SEITE –
########################################
Foto: Frank P. Eckert

Dass die Algorithmen der großen und kleinen Streamingdienste Filterblasen schaffen, indem sie Ästhetik zu Ähnlichkeit, Geschmack zu etwas Individuellem machen, ist leidlich bekannt und weitgehend akzeptiert. Sogar von bewussten und kritischen Nutzer*innen dieser Angebote. Die Verschiebung von Genre und Inhalt zu Stimmung und Affekt, die dieses Phänomen begleitet, ist weniger auffällig. Obwohl diese Kolumne Stimmung und Affekt hochhält wie nichts Gutes, sollte die problematische Seite des Ästhetik-First-Ansatzes nicht verschwiegen werden: was in den Filterblasen verschwindet, ist, neben der Möglichkeit der Überraschung, vor allem Diversität und Kontrast. Dass die Diversität von Ideen aber nur über Diversität von Inhalten und Kontexten (in Produktion wie in Lebensentwürfen der Künstler*innen) entstehen kann, ist ein wiederkehrendes Grundmotiv dieser Kolumne. Es findet sich zum Beispiel in Collidings Winds (Concentric, 15. Januar) dem zweiten Teil der vom Soundwalk Collective kuratierten Ambient-Compilationreihe des Berliner Labels Concentric Records. Dieser ist dem ersten Teil (siehe Motherboard vom März 2020) überlegen, weil Beiträge wie Künstler*innen einfach internationaler, stilistisch bunter und in den Sound- und Lebensentwürfen unterschiedlicher sind, nicht mehr den unmittelbar benachbarten Berliner Szenen und Freundschaftszusammenhängen entstammen.

Die Beteiligten der neuesten Compilation auf Posh Isolation, Under Stars / Shells In Color, mögen zwar geografisch eher nahe zusammenliegen – sie leben vorwiegend in Kopenhagen, in Restskandinavien und eine Handvoll Russinnen und Russen ist auch dabei –, die Vielfalt an Zugängen und Arbeitsweisen zu und und mit elektronischen Klängen ist allerdings mehr als vorbildlich. Zudem agieren die Beteiligten auf diesem Doppel-Tape weitaus zuversichtlicher als gewohnt. Schon unglaublich hoffnungsvoll, freudestrahlend und optimistisch, wenn man sich mal so richtig einfühlt, wie sonnenwarm die nordische Grübeltechno-Prominenz hier agiert.
########################################
SCHRIFTLICHE AUFGABE A – Zählen Sie, wie viele Zeilen der Einträge das Wort „antenna“ enthalten, und nennen Sie ausschließlich diese Zahl.

BEREITGESTELLTE DATEN –
########################################
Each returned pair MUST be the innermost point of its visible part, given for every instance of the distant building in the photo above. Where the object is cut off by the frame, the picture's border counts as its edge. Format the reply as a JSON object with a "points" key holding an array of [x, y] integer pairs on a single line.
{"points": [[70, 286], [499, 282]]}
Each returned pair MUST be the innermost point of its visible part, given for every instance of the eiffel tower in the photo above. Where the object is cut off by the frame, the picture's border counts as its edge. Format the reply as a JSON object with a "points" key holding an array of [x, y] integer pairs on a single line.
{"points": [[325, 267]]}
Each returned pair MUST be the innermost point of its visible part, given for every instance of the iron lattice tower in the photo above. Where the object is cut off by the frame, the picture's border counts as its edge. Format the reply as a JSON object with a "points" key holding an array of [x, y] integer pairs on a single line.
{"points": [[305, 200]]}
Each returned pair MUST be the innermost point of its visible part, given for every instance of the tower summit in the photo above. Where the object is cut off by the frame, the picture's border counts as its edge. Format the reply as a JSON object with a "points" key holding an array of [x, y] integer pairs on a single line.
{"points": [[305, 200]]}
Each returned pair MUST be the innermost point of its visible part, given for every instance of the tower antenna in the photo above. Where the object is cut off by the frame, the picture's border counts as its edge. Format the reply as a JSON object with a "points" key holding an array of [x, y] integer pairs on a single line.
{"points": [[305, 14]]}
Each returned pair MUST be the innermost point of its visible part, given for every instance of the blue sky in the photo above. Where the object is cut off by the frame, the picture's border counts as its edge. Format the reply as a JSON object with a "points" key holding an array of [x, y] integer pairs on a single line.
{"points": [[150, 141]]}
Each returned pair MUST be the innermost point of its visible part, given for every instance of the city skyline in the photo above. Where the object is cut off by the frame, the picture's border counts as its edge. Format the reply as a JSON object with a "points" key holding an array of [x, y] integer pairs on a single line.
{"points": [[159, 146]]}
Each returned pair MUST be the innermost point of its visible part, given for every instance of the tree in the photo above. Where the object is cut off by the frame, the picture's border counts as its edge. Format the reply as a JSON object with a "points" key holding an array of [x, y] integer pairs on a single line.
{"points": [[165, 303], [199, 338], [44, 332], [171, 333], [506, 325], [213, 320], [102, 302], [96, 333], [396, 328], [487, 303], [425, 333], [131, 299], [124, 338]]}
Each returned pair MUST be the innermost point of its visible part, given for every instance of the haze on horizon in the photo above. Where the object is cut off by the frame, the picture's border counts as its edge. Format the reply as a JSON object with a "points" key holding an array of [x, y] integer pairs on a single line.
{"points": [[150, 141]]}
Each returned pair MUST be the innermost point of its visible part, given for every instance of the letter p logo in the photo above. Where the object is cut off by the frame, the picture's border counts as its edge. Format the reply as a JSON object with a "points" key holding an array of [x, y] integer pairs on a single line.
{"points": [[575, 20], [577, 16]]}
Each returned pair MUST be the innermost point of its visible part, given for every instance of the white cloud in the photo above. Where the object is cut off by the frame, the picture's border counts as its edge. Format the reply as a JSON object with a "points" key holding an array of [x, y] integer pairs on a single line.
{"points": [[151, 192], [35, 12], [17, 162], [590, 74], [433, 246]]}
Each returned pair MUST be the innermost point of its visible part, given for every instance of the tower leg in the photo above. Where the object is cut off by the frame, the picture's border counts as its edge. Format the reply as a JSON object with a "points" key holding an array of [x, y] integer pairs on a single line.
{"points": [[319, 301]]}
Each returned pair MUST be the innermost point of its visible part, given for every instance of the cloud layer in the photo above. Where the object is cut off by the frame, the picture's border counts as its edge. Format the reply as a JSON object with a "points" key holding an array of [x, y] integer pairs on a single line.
########################################
SCHRIFTLICHE AUFGABE B – Setzen Sie die Kolumne über elektronische Musik und Compilations im Anschluss an ihren letzten Satz fort.

ENDGÜLTIGE ANTWORT A – 1

ENDGÜLTIGE ANTWORT B –
Und die Pop Ambient 2021 (Kompakt)? Nach 21 Jahren? Alles wie immer.

Der Sound der Freiheit kann ebenso gut einer inneren Logik gehorchen und doch den Ausbruch, den Freakout zulassen. Kann politische Unterströme rational bewusst machen und vor Emotionen überquellen. Kann minimal stringente Sound-Art werden oder elektroakustische Hörspiel-Collage. Die Radio Operas der US-Amerikanischen Komponistin Yvette Janine Jackson sind beides, alles zugleich. Ihr Quasi-Debüt Freedom (Phantom Limb/Fridmann Gallery, 29. Januar) sammelt diese Radioopern in Form kleiner, hyperkomplexer, aber völlig offener und ultimativ zugänglicher Soundscapes zum Thema Identität und Körperpolitik entlang der Bildwelten von Black Atlantic, Slave Ship/Space Ship, Free Jazz, Religion, Queerness. Ein klangliches Pendant zum intersektionalen Feminismus: So könnte es klingen.

Oder es klingt wie die extraordinär exzellente Debüt-EP laiii 222 rest ooo : blx ancestral sonix salves (Don Giovanni Recordings) von ọmọlólù. Heilende, queere wie zerissene Soundscapes, in denen Gospel mit Free Jazz zu Power Electronics mit zartem R’n’B wird, ohne dass sich dabei jemand verletzt. Im Gegenteil.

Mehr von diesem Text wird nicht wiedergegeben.